#### Supplied records:
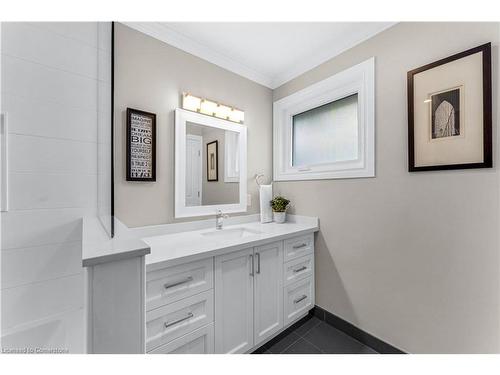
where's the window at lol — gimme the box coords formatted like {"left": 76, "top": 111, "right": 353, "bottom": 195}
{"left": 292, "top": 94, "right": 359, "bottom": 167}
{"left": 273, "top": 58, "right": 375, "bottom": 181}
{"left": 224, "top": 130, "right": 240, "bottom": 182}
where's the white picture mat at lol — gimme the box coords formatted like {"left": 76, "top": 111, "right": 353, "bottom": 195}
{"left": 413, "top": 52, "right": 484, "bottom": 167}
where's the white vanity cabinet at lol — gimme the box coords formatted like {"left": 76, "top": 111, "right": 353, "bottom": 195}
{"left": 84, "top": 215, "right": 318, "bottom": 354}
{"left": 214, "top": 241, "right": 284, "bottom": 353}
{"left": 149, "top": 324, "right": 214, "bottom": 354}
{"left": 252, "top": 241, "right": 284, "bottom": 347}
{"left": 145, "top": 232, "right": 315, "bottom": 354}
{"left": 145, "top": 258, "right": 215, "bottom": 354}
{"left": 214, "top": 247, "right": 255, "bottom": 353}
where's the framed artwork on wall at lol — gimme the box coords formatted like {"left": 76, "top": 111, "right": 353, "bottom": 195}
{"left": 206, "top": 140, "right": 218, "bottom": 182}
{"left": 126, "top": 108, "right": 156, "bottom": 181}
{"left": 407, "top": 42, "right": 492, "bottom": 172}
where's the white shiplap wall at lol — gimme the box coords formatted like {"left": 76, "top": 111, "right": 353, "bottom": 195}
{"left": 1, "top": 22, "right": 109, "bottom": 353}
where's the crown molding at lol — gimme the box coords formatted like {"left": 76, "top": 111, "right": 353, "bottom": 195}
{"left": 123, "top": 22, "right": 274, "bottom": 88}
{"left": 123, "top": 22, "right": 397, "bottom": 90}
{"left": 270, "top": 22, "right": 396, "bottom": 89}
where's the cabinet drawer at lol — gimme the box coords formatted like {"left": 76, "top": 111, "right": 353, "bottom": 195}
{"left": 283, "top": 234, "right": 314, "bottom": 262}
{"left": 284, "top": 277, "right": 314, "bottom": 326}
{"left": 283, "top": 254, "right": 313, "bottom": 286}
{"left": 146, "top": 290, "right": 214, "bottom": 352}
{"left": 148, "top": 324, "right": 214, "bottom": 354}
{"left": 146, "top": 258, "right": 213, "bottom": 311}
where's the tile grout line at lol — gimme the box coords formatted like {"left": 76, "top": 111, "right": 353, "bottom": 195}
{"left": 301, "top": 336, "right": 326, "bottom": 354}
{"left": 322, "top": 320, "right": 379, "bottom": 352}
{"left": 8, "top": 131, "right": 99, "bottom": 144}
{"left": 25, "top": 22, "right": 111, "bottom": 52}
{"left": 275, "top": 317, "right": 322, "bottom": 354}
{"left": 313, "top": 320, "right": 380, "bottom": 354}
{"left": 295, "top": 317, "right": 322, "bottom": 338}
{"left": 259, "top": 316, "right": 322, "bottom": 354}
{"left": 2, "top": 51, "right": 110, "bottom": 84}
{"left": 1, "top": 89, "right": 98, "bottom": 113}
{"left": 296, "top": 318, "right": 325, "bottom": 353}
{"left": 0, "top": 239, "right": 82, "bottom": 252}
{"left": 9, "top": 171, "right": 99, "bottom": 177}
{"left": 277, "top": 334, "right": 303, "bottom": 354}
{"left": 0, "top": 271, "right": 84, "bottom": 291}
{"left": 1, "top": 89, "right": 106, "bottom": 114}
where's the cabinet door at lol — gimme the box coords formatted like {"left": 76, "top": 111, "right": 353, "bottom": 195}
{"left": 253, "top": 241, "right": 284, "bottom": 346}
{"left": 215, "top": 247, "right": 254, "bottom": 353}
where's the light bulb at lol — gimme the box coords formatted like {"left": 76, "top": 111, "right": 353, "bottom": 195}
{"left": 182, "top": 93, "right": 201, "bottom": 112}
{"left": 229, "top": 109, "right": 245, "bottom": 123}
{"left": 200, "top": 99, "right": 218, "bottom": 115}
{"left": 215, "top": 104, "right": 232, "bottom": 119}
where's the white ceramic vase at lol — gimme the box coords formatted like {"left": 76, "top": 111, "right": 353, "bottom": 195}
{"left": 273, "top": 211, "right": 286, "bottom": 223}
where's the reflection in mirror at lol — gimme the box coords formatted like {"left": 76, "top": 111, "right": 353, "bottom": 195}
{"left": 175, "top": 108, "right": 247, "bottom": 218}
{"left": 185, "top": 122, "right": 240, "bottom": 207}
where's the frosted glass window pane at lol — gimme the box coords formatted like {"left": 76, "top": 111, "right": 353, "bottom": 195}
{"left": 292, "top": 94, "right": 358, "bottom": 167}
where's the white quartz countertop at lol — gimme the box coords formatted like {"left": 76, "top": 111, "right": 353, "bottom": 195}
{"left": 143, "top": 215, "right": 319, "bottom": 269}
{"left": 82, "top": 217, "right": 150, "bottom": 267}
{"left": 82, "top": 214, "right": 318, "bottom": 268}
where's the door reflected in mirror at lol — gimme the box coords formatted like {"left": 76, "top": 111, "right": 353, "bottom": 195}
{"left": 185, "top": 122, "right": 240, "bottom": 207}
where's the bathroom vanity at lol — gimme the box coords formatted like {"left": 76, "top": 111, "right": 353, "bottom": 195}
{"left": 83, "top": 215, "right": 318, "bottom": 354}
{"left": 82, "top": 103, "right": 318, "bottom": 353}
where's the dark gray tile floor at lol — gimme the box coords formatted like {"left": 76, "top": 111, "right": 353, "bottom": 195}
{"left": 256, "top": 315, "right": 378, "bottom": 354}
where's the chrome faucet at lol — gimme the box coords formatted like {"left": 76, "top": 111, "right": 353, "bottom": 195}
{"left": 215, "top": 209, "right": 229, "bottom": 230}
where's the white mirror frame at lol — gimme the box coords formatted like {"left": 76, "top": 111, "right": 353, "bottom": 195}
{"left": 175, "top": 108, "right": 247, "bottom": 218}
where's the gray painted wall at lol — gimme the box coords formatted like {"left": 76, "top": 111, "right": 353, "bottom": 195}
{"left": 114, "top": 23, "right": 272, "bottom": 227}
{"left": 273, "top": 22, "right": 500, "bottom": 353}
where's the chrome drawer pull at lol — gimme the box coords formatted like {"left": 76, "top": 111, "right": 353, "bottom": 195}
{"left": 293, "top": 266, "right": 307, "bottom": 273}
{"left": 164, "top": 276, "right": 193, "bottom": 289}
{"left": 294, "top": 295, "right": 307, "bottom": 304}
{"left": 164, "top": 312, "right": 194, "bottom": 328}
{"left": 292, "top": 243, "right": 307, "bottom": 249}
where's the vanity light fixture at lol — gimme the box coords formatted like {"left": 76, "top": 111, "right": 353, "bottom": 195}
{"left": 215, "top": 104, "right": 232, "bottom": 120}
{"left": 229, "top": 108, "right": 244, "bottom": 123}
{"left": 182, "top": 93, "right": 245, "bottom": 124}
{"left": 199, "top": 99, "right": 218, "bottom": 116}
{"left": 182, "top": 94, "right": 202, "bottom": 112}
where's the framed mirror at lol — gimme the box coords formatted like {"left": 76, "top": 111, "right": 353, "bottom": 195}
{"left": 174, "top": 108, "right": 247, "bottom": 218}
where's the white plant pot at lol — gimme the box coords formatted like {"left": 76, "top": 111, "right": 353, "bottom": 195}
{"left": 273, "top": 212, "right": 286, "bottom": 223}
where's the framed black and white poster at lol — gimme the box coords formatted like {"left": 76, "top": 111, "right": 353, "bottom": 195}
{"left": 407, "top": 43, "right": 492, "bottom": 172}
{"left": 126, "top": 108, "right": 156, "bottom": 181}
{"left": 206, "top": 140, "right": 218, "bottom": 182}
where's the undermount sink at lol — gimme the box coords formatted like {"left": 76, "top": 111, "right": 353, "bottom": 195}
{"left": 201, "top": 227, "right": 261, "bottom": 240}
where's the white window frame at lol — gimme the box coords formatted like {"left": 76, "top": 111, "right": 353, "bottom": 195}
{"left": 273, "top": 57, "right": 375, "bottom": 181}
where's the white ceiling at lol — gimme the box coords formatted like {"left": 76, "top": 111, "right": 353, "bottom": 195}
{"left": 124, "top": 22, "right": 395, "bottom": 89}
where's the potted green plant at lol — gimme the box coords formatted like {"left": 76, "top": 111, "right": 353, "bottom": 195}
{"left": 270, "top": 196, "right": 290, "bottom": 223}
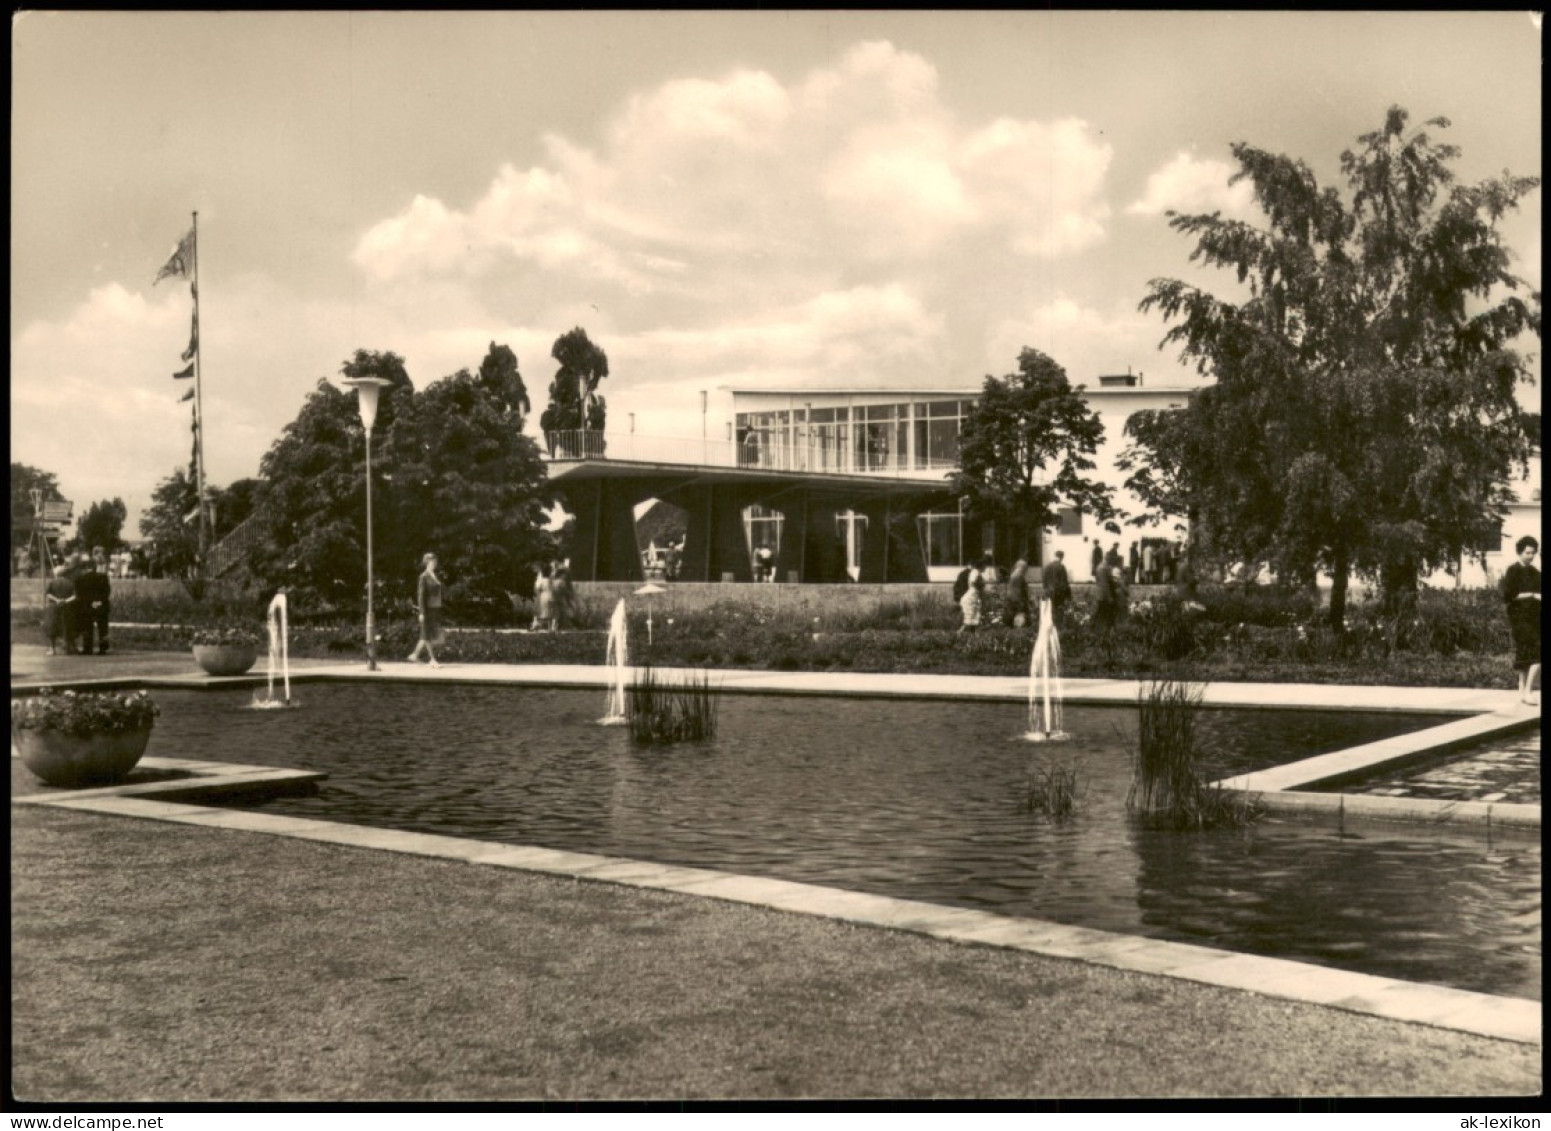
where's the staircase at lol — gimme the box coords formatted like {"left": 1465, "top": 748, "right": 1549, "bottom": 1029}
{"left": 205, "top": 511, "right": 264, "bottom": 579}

#### What is being asked:
Begin with the line holding "where's the potted" and end with the last line of the listing. Reproduce each of those lines exactly, and leave every picture out.

#### Output for this exercise:
where's the potted green plant at lol — gimme the box coords formatted like {"left": 76, "top": 111, "right": 353, "bottom": 195}
{"left": 270, "top": 196, "right": 290, "bottom": 223}
where's the staircase at lol — gimme the box coords formatted like {"left": 1465, "top": 748, "right": 1549, "bottom": 1029}
{"left": 205, "top": 511, "right": 264, "bottom": 579}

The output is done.